The required output is the line that contains "locate: brown cardboard" plus every line after it in the listing below, copied exactly as it appears.
──────────
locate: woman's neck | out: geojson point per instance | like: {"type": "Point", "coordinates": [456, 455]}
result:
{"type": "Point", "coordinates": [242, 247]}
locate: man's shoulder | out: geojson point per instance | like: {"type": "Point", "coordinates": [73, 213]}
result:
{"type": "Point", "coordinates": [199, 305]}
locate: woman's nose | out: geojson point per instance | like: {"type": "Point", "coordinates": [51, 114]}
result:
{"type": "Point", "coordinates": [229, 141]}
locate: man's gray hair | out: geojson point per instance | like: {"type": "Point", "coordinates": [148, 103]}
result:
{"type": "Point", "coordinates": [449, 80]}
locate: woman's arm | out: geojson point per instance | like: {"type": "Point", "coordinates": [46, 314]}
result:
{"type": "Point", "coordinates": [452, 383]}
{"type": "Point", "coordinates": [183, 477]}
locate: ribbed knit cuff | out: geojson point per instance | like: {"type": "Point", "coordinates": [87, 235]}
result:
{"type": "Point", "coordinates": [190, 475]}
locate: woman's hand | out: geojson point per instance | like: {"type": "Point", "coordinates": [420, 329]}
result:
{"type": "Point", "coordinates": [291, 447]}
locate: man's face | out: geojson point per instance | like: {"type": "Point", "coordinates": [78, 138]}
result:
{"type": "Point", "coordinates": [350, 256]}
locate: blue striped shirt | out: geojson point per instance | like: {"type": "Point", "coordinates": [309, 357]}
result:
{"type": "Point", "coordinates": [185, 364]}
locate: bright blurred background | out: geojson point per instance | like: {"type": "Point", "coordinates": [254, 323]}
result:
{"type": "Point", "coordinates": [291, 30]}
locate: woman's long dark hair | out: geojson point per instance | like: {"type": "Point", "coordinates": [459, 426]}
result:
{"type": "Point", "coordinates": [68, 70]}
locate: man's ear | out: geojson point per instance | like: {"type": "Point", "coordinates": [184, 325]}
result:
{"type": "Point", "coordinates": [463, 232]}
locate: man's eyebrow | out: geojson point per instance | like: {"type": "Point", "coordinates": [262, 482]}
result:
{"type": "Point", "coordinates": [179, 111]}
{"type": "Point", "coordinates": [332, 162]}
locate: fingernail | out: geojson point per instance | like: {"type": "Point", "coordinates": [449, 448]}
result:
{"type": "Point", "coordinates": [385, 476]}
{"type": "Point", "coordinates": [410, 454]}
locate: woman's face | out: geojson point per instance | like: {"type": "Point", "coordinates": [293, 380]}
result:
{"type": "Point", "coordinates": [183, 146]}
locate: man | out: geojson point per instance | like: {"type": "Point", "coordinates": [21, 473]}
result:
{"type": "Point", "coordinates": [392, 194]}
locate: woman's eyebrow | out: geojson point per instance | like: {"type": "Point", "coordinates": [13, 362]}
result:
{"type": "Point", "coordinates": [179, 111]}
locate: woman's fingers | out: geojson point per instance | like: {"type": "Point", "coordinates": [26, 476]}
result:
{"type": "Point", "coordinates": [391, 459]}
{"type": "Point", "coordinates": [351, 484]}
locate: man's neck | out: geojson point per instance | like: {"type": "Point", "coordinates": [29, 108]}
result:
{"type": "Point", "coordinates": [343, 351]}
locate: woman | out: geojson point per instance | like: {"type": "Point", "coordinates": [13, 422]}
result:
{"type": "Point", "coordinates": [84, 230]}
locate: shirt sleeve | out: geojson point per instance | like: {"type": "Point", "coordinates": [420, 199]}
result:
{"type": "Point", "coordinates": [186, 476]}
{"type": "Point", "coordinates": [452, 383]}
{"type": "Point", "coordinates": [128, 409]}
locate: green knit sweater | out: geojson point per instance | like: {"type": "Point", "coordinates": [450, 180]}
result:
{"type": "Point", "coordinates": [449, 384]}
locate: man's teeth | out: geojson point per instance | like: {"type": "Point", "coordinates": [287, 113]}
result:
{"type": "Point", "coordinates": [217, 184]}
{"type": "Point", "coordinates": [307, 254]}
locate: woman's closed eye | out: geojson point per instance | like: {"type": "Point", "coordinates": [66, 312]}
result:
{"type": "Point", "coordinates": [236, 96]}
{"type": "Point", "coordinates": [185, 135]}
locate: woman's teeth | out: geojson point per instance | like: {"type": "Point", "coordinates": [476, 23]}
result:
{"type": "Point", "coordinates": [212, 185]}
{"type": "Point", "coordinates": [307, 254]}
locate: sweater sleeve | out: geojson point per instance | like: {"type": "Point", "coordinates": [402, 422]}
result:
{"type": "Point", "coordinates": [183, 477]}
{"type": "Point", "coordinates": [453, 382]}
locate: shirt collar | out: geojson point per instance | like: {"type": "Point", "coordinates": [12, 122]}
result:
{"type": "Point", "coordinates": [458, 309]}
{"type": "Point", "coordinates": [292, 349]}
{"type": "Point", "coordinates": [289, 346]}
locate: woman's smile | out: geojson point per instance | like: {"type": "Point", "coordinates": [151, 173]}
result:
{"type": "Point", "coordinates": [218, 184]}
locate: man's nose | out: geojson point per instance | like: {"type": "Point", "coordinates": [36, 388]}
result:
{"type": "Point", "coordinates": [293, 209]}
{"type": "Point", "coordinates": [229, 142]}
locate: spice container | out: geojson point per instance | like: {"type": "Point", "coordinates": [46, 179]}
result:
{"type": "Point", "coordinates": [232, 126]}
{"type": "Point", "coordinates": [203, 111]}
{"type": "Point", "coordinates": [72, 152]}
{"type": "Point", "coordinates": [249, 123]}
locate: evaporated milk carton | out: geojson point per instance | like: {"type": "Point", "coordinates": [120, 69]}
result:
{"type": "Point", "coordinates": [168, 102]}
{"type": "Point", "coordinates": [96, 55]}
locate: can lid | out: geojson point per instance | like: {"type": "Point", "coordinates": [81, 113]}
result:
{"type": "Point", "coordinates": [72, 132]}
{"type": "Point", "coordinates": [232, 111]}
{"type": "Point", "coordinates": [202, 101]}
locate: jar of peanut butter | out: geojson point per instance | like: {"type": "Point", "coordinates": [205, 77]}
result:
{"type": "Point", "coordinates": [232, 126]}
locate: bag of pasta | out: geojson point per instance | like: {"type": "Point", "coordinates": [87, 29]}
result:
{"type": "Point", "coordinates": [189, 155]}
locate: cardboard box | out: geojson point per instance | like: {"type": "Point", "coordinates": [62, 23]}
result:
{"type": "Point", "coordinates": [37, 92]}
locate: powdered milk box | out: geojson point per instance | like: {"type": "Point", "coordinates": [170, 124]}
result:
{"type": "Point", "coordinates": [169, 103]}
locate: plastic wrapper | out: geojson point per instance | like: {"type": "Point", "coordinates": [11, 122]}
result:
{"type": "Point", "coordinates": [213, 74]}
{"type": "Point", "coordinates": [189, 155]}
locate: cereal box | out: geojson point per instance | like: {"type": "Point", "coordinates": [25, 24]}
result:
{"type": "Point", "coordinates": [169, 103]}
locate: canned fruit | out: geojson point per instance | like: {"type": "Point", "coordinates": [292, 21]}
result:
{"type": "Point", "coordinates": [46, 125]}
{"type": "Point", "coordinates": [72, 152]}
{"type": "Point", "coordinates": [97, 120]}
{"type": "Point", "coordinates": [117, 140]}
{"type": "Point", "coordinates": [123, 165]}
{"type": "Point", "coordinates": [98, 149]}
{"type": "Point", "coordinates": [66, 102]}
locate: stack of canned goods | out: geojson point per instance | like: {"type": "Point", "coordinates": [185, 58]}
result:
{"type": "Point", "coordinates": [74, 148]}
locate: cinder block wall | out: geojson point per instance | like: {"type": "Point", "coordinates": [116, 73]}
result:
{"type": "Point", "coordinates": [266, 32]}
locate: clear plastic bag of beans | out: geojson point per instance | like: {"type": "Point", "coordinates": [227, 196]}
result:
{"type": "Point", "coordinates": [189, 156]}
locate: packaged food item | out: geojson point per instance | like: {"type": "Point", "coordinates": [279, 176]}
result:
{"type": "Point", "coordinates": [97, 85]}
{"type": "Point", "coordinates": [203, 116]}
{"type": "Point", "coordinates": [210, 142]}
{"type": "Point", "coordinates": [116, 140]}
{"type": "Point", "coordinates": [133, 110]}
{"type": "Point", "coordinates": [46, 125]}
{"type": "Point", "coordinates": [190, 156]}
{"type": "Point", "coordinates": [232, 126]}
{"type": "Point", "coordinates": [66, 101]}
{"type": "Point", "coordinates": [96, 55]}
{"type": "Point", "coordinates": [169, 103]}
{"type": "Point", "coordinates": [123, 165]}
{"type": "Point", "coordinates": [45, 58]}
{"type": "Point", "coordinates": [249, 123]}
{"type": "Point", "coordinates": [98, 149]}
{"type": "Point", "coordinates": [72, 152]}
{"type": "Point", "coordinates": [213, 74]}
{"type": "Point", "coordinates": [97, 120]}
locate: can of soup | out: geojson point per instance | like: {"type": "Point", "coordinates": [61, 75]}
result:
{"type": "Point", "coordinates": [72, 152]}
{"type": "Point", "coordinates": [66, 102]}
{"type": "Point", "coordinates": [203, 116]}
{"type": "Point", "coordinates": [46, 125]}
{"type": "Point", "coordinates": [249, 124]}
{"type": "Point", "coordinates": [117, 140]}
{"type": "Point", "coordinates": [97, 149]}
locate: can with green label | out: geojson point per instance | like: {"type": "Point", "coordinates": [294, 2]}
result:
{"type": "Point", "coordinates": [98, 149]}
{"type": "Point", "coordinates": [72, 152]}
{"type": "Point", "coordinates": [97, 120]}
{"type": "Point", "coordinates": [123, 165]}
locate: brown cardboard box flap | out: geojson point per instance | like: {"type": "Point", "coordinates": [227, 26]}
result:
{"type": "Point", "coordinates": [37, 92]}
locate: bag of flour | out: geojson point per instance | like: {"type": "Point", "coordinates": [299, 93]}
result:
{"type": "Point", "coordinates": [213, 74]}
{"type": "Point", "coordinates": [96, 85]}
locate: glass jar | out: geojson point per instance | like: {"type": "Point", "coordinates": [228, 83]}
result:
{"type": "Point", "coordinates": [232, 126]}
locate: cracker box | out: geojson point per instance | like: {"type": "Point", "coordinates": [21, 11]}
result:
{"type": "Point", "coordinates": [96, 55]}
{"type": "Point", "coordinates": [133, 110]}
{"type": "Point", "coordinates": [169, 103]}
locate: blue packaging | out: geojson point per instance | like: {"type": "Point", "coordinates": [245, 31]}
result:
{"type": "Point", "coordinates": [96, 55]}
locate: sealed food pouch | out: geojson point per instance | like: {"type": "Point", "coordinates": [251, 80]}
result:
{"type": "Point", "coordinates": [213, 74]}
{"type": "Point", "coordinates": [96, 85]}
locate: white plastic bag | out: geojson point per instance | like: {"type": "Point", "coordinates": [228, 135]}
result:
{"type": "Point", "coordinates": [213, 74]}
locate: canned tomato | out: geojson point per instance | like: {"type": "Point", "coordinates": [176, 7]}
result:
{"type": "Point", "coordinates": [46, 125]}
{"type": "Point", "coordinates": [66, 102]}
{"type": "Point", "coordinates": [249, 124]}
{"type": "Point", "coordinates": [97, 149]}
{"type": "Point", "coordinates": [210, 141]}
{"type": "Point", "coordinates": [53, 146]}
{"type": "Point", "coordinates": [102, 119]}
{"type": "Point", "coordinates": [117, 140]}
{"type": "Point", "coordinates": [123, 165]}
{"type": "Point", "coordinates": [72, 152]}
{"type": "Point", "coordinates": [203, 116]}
──────────
TASK RESPONSE.
locate: brown cardboard box flap | out: geojson point per instance | like: {"type": "Point", "coordinates": [227, 26]}
result:
{"type": "Point", "coordinates": [37, 92]}
locate: bag of flour | out: geojson point per instance | like: {"type": "Point", "coordinates": [299, 93]}
result:
{"type": "Point", "coordinates": [213, 74]}
{"type": "Point", "coordinates": [96, 85]}
locate: glass jar | out: geojson point per instance | like: {"type": "Point", "coordinates": [228, 83]}
result:
{"type": "Point", "coordinates": [232, 126]}
locate: cracker box | out: geojson point per instance | like: {"type": "Point", "coordinates": [21, 11]}
result:
{"type": "Point", "coordinates": [96, 55]}
{"type": "Point", "coordinates": [133, 110]}
{"type": "Point", "coordinates": [169, 103]}
locate: blue packaging | out: geojson point per instance | like: {"type": "Point", "coordinates": [245, 31]}
result:
{"type": "Point", "coordinates": [96, 55]}
locate: sealed food pouch | out: geojson point per instance | like: {"type": "Point", "coordinates": [251, 80]}
result:
{"type": "Point", "coordinates": [213, 74]}
{"type": "Point", "coordinates": [96, 85]}
locate: white plastic bag | out: geojson point per instance | like: {"type": "Point", "coordinates": [228, 135]}
result:
{"type": "Point", "coordinates": [213, 74]}
locate: canned tomato | out: geojson point per instance | like: {"type": "Point", "coordinates": [176, 7]}
result:
{"type": "Point", "coordinates": [46, 125]}
{"type": "Point", "coordinates": [66, 102]}
{"type": "Point", "coordinates": [249, 124]}
{"type": "Point", "coordinates": [97, 149]}
{"type": "Point", "coordinates": [210, 141]}
{"type": "Point", "coordinates": [53, 146]}
{"type": "Point", "coordinates": [102, 119]}
{"type": "Point", "coordinates": [117, 140]}
{"type": "Point", "coordinates": [123, 165]}
{"type": "Point", "coordinates": [72, 152]}
{"type": "Point", "coordinates": [203, 116]}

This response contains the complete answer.